▶ **EXERCISE DIRECTIONS**
Scan the listing for "query" and copy out each line that has it.

***** DATA FOR THIS EXERCISE *****

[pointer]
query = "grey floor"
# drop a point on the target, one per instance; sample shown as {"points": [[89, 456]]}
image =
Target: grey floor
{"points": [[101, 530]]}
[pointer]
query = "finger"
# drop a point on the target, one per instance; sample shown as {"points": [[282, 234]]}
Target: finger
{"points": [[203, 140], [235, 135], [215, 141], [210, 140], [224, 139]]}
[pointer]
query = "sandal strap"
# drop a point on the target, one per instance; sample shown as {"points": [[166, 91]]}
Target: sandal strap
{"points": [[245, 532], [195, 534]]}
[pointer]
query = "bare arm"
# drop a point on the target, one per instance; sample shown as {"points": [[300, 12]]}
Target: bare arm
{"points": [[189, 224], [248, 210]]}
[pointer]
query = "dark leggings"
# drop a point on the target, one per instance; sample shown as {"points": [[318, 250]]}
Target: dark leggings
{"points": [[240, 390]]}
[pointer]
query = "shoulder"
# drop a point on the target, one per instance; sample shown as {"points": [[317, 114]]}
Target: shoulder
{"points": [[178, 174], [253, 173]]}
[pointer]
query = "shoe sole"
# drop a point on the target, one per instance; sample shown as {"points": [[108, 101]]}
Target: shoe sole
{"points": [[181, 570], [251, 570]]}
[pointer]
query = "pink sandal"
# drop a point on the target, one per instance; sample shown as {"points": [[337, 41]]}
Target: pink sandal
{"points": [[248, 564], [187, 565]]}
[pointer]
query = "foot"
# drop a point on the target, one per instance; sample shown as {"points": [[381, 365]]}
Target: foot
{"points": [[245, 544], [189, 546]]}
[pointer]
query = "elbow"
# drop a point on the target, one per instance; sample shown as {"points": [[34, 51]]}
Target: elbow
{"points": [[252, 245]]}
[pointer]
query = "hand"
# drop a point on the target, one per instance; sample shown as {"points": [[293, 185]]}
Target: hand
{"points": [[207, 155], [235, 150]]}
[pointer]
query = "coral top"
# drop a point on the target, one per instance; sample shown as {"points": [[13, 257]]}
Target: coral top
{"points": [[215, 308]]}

*****

▶ **RESULT FOR THIS EXERCISE**
query = "grey floor"
query = "finger"
query = "sandal strap"
query = "bare arm"
query = "dark leggings"
query = "shoulder"
query = "shoe sole"
query = "pink sandal"
query = "foot"
query = "elbow"
query = "hand"
query = "coral top"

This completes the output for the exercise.